The request:
Starting at the line that contains "Target: ceiling fan light fixture" and ending with the last line of the items, turn those lines into a JSON list of strings, one string per line, with blank lines left out.

Given records:
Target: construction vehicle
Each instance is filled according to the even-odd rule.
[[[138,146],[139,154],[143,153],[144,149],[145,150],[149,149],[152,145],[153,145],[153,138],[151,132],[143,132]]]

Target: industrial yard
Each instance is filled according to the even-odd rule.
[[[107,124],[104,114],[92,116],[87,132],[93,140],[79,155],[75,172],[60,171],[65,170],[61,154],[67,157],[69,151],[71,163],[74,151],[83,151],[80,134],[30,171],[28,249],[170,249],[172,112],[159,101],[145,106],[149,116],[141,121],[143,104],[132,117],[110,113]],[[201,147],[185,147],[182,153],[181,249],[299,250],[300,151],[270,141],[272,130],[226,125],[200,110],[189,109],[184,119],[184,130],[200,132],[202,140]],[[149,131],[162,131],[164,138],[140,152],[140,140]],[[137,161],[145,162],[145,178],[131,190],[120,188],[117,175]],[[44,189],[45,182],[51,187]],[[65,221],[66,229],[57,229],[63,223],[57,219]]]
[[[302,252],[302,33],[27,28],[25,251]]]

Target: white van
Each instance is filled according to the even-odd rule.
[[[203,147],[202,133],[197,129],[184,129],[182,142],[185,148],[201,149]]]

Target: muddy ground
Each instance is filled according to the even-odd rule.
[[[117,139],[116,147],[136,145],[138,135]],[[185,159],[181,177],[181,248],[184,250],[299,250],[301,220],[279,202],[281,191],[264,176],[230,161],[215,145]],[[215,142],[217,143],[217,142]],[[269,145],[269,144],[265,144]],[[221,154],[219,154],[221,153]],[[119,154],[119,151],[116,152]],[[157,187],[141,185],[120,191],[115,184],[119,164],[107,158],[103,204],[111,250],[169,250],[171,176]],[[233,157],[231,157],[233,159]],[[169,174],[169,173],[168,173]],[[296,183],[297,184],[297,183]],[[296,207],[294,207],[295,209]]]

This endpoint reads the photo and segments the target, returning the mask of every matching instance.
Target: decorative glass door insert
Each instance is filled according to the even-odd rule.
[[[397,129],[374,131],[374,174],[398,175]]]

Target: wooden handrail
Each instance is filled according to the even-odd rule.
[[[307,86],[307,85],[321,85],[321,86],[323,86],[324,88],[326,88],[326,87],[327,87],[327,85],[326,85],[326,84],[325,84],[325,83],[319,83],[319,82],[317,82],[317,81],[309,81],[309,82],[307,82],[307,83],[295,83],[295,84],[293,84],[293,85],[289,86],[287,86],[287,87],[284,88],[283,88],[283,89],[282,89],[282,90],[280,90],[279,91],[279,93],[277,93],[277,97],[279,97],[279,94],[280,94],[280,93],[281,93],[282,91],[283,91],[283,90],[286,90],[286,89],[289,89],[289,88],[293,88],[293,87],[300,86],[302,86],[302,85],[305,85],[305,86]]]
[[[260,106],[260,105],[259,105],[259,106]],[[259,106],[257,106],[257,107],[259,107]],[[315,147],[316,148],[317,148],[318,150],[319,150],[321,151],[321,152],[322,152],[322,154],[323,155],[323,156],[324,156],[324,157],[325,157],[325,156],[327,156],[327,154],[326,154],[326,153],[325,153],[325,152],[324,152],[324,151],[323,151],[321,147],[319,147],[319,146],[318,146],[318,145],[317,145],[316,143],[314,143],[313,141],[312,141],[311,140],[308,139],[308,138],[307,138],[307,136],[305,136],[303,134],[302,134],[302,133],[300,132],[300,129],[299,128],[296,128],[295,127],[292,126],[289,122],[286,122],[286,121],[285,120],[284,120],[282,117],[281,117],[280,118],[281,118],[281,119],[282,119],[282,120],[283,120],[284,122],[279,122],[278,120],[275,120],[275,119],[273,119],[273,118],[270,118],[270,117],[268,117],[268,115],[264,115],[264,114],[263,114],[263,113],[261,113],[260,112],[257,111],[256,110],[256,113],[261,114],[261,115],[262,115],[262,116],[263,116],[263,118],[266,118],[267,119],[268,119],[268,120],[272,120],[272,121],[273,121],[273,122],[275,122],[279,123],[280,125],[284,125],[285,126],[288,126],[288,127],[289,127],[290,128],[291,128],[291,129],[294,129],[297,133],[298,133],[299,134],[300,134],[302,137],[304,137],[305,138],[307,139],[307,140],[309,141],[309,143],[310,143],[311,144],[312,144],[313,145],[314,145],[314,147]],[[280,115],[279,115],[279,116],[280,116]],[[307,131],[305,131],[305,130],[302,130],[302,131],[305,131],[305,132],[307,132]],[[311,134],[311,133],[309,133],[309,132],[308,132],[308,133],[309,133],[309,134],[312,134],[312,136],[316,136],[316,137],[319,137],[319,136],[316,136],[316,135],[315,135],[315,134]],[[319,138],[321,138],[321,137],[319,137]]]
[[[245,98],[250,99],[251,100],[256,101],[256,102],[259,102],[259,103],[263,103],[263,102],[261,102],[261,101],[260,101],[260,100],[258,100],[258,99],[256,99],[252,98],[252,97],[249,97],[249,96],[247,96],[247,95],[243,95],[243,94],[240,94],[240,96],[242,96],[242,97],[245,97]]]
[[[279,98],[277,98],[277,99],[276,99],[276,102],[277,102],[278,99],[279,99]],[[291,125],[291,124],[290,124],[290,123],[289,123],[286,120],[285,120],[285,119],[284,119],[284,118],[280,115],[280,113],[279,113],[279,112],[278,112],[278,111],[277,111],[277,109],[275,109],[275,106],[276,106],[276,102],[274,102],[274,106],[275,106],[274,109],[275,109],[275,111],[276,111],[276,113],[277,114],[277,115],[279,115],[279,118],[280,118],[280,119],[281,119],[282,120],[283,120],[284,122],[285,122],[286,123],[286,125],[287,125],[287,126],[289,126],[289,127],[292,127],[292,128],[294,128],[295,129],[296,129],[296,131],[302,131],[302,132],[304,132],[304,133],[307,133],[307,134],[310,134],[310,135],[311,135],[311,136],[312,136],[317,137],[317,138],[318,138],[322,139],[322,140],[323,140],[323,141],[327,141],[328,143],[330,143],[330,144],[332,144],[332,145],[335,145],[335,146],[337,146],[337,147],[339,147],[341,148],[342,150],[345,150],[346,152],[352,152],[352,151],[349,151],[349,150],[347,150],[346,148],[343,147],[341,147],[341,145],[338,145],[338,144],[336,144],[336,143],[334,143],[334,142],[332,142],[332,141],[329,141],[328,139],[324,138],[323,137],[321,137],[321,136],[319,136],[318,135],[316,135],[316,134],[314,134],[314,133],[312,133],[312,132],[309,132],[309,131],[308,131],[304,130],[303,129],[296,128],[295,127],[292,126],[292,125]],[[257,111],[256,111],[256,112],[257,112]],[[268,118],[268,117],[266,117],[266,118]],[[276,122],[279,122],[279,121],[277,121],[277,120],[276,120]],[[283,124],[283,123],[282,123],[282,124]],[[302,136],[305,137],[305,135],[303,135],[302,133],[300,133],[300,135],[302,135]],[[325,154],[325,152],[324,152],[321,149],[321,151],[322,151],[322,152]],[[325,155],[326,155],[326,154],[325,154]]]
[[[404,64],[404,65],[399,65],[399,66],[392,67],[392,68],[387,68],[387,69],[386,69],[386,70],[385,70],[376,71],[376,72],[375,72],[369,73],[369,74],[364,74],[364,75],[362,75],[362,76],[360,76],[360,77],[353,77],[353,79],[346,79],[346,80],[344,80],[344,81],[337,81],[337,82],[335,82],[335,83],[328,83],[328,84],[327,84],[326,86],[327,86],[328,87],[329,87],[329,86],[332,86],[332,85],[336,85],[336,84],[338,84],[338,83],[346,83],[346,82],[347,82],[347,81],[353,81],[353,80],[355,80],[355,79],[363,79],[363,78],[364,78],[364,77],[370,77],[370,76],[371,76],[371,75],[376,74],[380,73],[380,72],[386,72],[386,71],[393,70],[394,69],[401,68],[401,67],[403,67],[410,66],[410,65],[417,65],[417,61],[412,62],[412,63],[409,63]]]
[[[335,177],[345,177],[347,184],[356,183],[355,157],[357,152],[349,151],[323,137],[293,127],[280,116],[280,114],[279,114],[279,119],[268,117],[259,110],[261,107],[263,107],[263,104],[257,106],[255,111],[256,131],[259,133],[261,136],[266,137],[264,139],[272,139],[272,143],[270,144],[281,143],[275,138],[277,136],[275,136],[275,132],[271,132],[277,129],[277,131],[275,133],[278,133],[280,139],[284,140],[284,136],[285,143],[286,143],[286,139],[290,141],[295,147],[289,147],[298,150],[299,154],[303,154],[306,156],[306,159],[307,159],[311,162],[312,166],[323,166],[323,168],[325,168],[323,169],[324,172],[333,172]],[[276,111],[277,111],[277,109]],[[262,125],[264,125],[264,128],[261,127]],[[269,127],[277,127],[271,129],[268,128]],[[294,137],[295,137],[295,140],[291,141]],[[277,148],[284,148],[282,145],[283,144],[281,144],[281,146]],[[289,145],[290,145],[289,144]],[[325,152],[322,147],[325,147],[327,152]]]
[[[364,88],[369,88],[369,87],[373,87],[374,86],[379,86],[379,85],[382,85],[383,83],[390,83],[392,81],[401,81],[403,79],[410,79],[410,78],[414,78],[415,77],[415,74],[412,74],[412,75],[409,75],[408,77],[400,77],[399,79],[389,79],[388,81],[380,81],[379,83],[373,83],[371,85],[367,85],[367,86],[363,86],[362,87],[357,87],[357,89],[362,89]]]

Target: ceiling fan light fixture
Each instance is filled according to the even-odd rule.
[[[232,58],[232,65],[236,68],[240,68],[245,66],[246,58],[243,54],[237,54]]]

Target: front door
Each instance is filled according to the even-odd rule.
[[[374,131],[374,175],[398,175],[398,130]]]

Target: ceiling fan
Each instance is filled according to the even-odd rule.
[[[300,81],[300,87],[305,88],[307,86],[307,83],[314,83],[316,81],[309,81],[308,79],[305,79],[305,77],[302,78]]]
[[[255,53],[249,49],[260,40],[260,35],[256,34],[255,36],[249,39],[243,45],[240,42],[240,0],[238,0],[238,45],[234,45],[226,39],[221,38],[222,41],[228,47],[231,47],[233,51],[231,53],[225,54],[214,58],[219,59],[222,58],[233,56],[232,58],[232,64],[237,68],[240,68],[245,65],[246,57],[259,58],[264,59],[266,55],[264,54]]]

The answer:
[
  "Target: ceiling fan light fixture",
  "Each instance is filled according to the even-odd rule.",
  "[[[232,58],[232,65],[236,68],[240,68],[245,66],[246,58],[243,54],[237,54]]]",
  "Target: front door",
  "Each instance is filled according to the even-odd rule.",
  "[[[374,131],[374,175],[398,175],[398,130]]]",
  "Target: ceiling fan",
  "Each instance is filled according to the even-odd rule.",
  "[[[300,81],[300,87],[305,88],[307,86],[307,83],[314,83],[316,81],[309,81],[308,79],[305,79],[305,77],[302,78]]]",
  "[[[255,53],[249,49],[260,40],[260,35],[256,34],[255,36],[249,39],[243,45],[240,42],[240,0],[238,0],[238,45],[234,45],[226,39],[221,38],[222,41],[228,47],[231,47],[233,51],[231,53],[225,54],[214,58],[219,59],[222,58],[233,56],[232,58],[232,64],[237,68],[240,68],[245,65],[246,57],[259,58],[264,59],[266,55],[264,54]]]"
]